Коллективная вина. Как жили немцы после войны? - Карл Густав Юнг
Неожиданно для себя самого я уже окунулся в противоречивую стихию немецкой психологии, высказав мысль о том, что в натуре немца сочетаются потребность общения с миром и боязнь перед ним, космополитизм и провинциализм. Едва ли я могу тут ошибиться, ибо уже с юных лет испытал это на себе. Скажем, поездка из Германии по Боденскому озеру в Швейцарию была поездкой из провинции в большой мир, – как ни странно звучит утверждение, что именно крохотная Швейцария, а не громадная, могущественная Германская империя, с ее исполинскими городами, является «большим миром». И тем не менее это действительно так: Швейцария, нейтральная, многоязычная, проникнутая французским влиянием и овеваемая ветром Запада, Швейцария, несмотря на свои ничтожные размеры, была и на самом деле в гораздо большей степени «миром», Европой, чем политический колосс на севере, где слово «интернациональный» давно уже стало бранным эпитетом и где в затхлой атмосфере провинциального чванства едва было возможно дышать.
То была новейшая, националистическая форма немецкой отчужденности от мира, немецкой далекости от общемировых вопросов, глубокомысленной отрешенности от всемирного бытия; в прежние времена все это, в сочетании со своеобразным обывательским универсализмом, так сказать, космополитизмом в ночном колпаке, характеризовало душевный строй немца. Этому душевному строю, этой отчужденной от внешнего мира провинциальной немецкой космополитичности было всегда свойственно нечто призрачно-шутовское и загадочно-жуткое, какой-то потаенный демонизм, и в силу своего происхождения я особенно явственно ощущал это.
[…] Не знаю, почему именно сейчас и здесь мне пришли на ум эти воспоминания начальной поры моей жизни. Быть может, это происходит потому, что Германия предстала моему духовному и физическому взору первоначально в образе этого диковинно-почтенного города, и мне важно дать вам почувствовать таинственную связь немецкого национального характера с демонизмом, – связь, которую я познал в результате собственного внутреннего опыта, но о которой нелегко рассказать. В величайшем творении нашей литературы, «Фаусте» Гёте, выведен героем человек средневековья, стоящий в преддверии гуманизма, – богоподобный человек, который из дерзновенного стремления все познать предается магии, черту. Где высокомерие интеллекта сочетается с душевной косностью и несвободой, там появляется черт. Поэтому черт – черт Лютера, черт «Фауста» – представляется мне в высшей степени немецким персонажем, а договор с ним, прозакладывание души черту, отказ от спасения души во имя того, чтобы на известный срок владеть всеми сокровищами, всею властью мира, – подобный договор, как мне кажется, весьма соблазнителен для немца в силу самой его натуры. Одинокий мыслитель и естествоиспытатель, келейный богослов и философ, который, желая насладиться всем миром и овладеть им, прозакладывает душу черту, – разве сейчас не подходящий момент взглянуть на Германию именно в этом аспекте – сейчас, когда черт буквально уносит ее душу?

■ **ИСХОДНЫЕ ДАННЫЕ**:
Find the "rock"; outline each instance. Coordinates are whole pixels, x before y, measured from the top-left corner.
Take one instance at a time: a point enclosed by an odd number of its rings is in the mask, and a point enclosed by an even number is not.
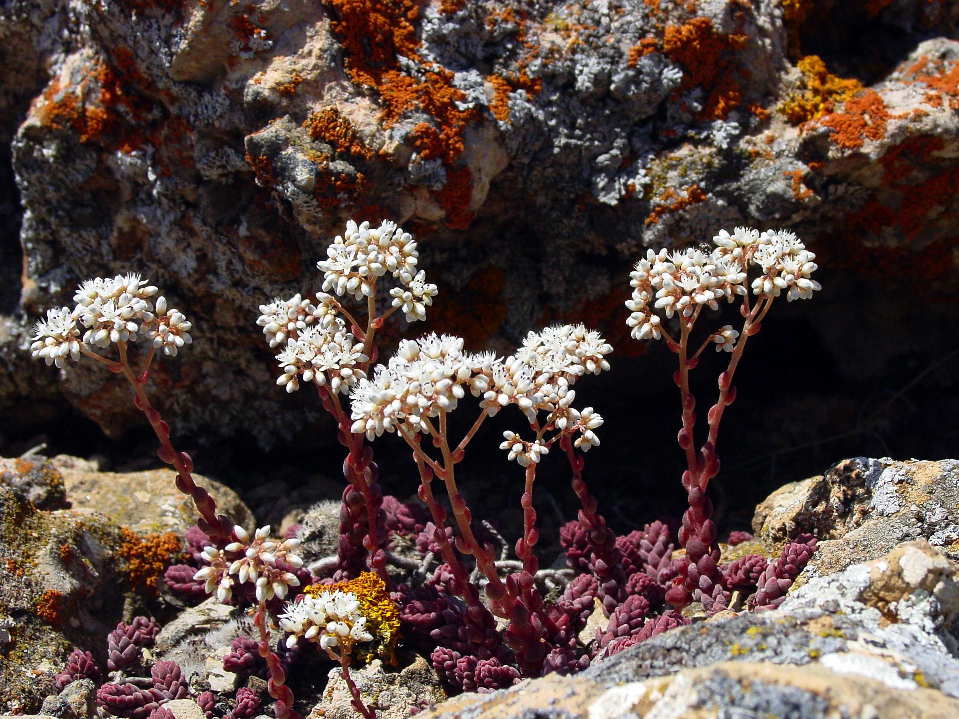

■ **ЗАДАНИЯ**:
1. Перепишите из текста о немецком характере без изменений отрывок, который начинается со слов, содержащих «То была новейшая, националистическая», и заканчивается словами «явственно ощущал это.».
2. Перескажите короче абзац текста о немецком характере, который начинается словами «То была новейшая, националистическая форма», сохранив его главные мысли.

■ **ОТВЕТЫ К ЗАДАНИЯМ**:
1.
То была новейшая, националистическая форма немецкой отчужденности от мира, немецкой далекости от общемировых вопросов, глубокомысленной отрешенности от всемирного бытия; в прежние времена все это, в сочетании со своеобразным обывательским универсализмом, так сказать, космополитизмом в ночном колпаке, характеризовало душевный строй немца. Этому душевному строю, этой отчужденной от внешнего мира провинциальной немецкой космополитичности было всегда свойственно нечто призрачно-шутовское и загадочно-жуткое, какой-то потаенный демонизм, и в силу своего происхождения я особенно явственно ощущал это.

2. Это была новейшая, националистическая форма немецкой отчужденности от мира и от общемировых вопросов. Раньше такая отрешенность вместе с обывательским универсализмом, «космополитизмом в ночном колпаке», определяла душевный строй немца. Этой провинциальной космополитичности всегда было свойственно что-то призрачно-шутовское и жуткое, потаенный демонизм, и я в силу своего происхождения особенно ясно это ощущал.